--- Extract to read ---

Stewart McDonald, the SNP’s spokesperson on defence, published a paper on disinformation in Scotland on Monday, urging the Scottish Government to appoint a commissioner dedicated to countering disinformation.
The paper also suggested “annual open days” for Scottish media organisations where newsrooms are opened up to the public for a day or surgeries are held with readers or viewers in more rural parts of Scotland in a bid to rebuild trust in traditional media and make public the methods of journalists.
The report highlights the increased activity of disinformation actors such as Russian “bots and troll farms” pushing anti-vaccination messages or promoting disinformation around the efficacy of vaccines produced in the West.
He also raises the attempts of Iran to influence the 2014 independence referendum and the attempts of ‘Confucius Institutes’ – Chinese state-backed research centres in Scottish universities – to “distort domestic political sentiment”.

--- Data listing ---

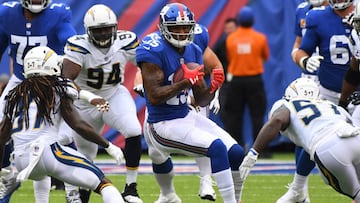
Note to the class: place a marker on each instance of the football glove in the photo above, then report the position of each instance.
(115, 152)
(310, 64)
(215, 104)
(354, 98)
(349, 19)
(248, 163)
(194, 76)
(139, 89)
(354, 44)
(217, 78)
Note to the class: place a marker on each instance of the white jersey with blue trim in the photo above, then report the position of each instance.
(313, 121)
(101, 72)
(154, 49)
(51, 27)
(333, 44)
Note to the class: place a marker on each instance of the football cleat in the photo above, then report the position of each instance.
(294, 195)
(206, 190)
(130, 194)
(8, 187)
(170, 198)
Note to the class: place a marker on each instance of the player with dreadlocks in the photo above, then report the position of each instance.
(33, 113)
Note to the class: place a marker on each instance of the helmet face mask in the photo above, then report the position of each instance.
(35, 6)
(177, 24)
(42, 61)
(340, 4)
(101, 25)
(316, 2)
(302, 88)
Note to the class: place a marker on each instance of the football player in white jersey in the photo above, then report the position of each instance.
(96, 62)
(322, 128)
(33, 113)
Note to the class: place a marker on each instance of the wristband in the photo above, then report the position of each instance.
(88, 96)
(303, 61)
(253, 151)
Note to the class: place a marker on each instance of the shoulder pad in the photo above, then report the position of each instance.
(78, 43)
(127, 40)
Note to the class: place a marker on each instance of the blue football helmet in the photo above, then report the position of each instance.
(340, 4)
(35, 7)
(173, 16)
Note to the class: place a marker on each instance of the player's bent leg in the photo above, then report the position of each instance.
(164, 176)
(206, 190)
(221, 170)
(132, 157)
(108, 192)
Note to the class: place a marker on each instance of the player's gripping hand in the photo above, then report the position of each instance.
(354, 98)
(354, 44)
(115, 152)
(217, 78)
(215, 104)
(349, 19)
(247, 164)
(311, 64)
(194, 75)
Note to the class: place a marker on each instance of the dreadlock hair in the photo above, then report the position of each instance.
(40, 89)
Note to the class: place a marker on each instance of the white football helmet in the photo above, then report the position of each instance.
(35, 7)
(177, 14)
(316, 3)
(101, 25)
(302, 88)
(356, 18)
(41, 61)
(340, 4)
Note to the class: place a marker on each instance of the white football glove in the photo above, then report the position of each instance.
(354, 44)
(215, 104)
(311, 64)
(248, 163)
(115, 152)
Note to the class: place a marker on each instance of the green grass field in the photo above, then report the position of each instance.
(258, 189)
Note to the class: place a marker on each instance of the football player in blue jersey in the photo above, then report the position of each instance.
(38, 23)
(331, 65)
(201, 38)
(303, 163)
(170, 126)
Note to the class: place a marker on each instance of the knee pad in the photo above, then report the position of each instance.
(218, 156)
(163, 168)
(236, 155)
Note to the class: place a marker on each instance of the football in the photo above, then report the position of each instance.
(179, 74)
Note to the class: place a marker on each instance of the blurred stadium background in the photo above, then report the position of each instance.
(275, 18)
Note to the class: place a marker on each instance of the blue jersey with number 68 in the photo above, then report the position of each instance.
(154, 49)
(324, 29)
(52, 27)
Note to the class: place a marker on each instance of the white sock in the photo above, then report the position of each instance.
(69, 187)
(225, 185)
(110, 194)
(42, 190)
(204, 166)
(131, 176)
(166, 182)
(300, 181)
(238, 185)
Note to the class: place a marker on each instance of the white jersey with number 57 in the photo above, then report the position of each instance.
(101, 71)
(313, 122)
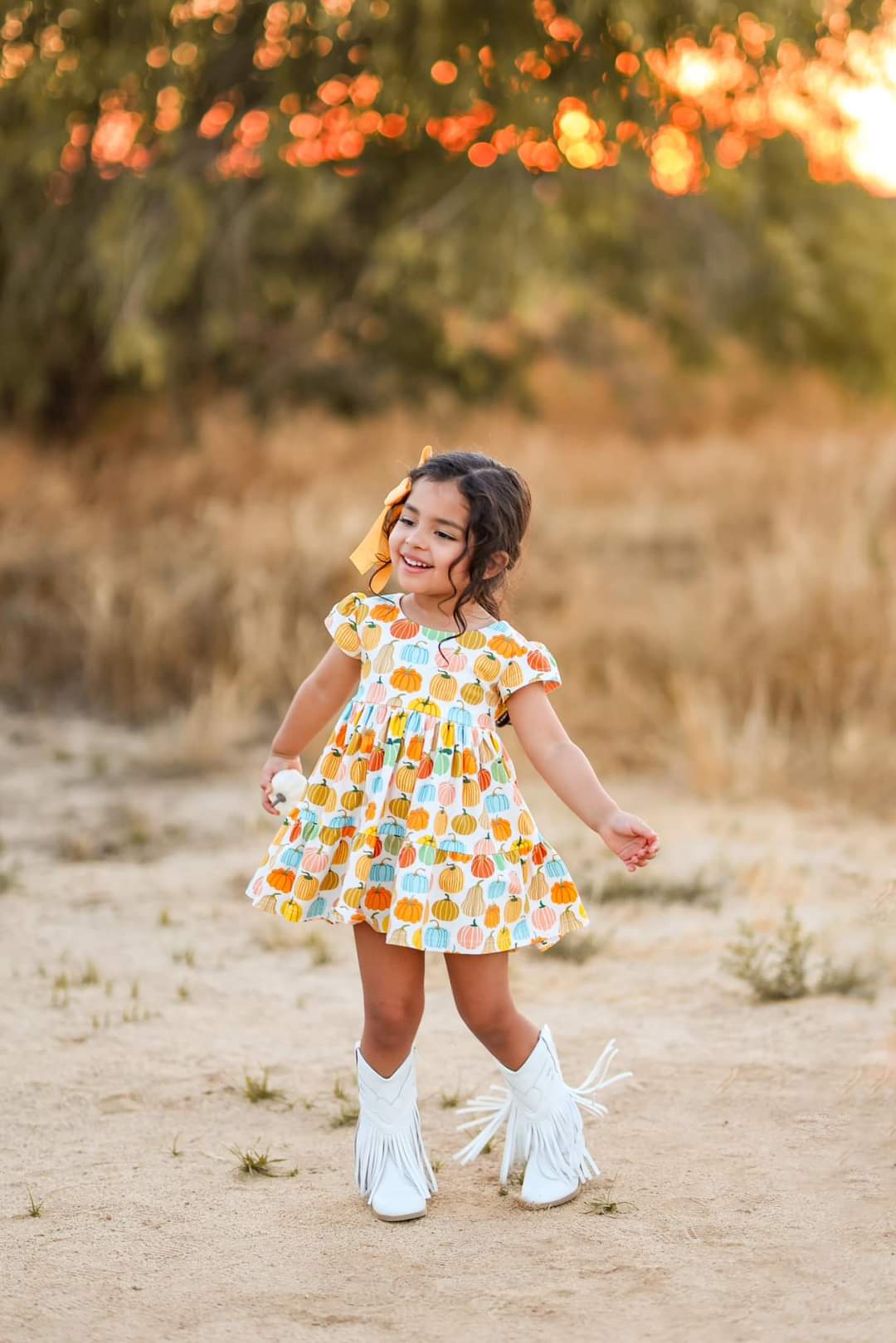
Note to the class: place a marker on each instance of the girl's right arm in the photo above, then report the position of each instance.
(316, 701)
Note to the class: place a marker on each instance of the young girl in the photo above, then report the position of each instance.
(414, 829)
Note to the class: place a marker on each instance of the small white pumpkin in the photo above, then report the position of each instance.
(288, 790)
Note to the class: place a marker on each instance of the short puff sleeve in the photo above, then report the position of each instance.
(344, 620)
(535, 662)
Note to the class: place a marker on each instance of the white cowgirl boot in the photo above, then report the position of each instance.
(544, 1126)
(391, 1167)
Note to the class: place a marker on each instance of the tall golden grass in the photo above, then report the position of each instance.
(718, 586)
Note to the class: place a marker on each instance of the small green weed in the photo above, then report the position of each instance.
(256, 1163)
(777, 967)
(258, 1089)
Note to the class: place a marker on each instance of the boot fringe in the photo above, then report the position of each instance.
(558, 1141)
(373, 1149)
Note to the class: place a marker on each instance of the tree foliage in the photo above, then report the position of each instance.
(353, 197)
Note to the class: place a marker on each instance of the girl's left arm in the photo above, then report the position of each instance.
(567, 770)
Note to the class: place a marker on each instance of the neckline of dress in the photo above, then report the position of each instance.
(433, 629)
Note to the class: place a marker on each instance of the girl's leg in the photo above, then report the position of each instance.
(483, 997)
(392, 983)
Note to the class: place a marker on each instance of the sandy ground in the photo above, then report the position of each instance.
(752, 1156)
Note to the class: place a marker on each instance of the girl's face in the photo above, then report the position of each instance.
(433, 529)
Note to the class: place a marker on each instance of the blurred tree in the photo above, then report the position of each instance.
(347, 199)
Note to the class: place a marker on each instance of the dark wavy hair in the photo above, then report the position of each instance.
(500, 504)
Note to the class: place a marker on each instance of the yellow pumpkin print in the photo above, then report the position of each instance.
(414, 796)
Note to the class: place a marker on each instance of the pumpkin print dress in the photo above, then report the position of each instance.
(412, 820)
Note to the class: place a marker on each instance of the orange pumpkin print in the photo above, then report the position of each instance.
(412, 821)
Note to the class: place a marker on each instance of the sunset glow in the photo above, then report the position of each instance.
(694, 108)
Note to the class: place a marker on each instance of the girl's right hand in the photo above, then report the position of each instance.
(273, 766)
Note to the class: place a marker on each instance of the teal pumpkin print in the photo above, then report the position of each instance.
(421, 796)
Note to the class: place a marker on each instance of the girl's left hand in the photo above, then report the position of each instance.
(631, 839)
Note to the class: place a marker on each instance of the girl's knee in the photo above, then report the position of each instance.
(490, 1022)
(392, 1021)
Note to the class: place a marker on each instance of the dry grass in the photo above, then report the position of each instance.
(722, 603)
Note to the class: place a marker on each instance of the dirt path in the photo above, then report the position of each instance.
(752, 1154)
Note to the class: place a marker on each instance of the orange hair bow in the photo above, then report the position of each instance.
(370, 551)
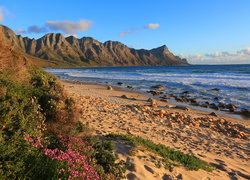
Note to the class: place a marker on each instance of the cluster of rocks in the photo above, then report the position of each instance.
(185, 98)
(213, 123)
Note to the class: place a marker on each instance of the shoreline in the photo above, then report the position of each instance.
(171, 102)
(198, 133)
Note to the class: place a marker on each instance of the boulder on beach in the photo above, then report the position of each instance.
(124, 96)
(159, 87)
(182, 107)
(110, 88)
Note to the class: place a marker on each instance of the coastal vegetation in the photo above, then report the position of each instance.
(39, 128)
(41, 136)
(169, 158)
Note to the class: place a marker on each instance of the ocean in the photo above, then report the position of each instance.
(231, 81)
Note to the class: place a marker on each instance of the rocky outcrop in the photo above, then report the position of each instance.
(70, 51)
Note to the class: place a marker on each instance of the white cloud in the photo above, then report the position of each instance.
(36, 29)
(152, 26)
(126, 32)
(246, 51)
(20, 31)
(224, 57)
(69, 27)
(137, 44)
(136, 30)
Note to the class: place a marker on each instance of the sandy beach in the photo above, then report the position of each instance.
(217, 139)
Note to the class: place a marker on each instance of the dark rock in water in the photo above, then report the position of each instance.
(215, 89)
(154, 93)
(204, 105)
(178, 99)
(164, 100)
(231, 107)
(213, 114)
(245, 112)
(124, 97)
(182, 107)
(213, 106)
(222, 105)
(159, 87)
(207, 103)
(184, 98)
(193, 101)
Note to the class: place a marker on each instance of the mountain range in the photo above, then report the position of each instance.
(55, 50)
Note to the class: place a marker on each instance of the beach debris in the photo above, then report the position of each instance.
(153, 102)
(182, 107)
(213, 114)
(110, 88)
(215, 89)
(159, 87)
(231, 107)
(124, 96)
(213, 106)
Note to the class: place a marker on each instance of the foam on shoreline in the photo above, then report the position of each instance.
(107, 112)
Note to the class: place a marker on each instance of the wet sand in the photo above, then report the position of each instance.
(222, 141)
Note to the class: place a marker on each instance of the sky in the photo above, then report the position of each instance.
(202, 31)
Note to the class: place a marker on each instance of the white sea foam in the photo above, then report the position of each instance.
(233, 81)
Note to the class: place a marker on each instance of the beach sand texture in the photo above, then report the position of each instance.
(195, 132)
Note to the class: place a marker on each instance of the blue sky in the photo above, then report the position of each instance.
(203, 31)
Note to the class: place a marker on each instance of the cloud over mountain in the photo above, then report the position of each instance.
(136, 30)
(224, 57)
(1, 14)
(67, 27)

---

> Exercise requirements
Answer these questions about the disinformation paper text:
1. What does the paper urge the Scottish Government to appoint?
2. Where would surgeries with readers or viewers be held?
3. Which country's attempts to influence the 2014 independence referendum are raised?
The records have no connection to the text.

> Output of the exercise
1. A commissioner dedicated to countering disinformation.
2. In more rural parts of Scotland.
3. Iran.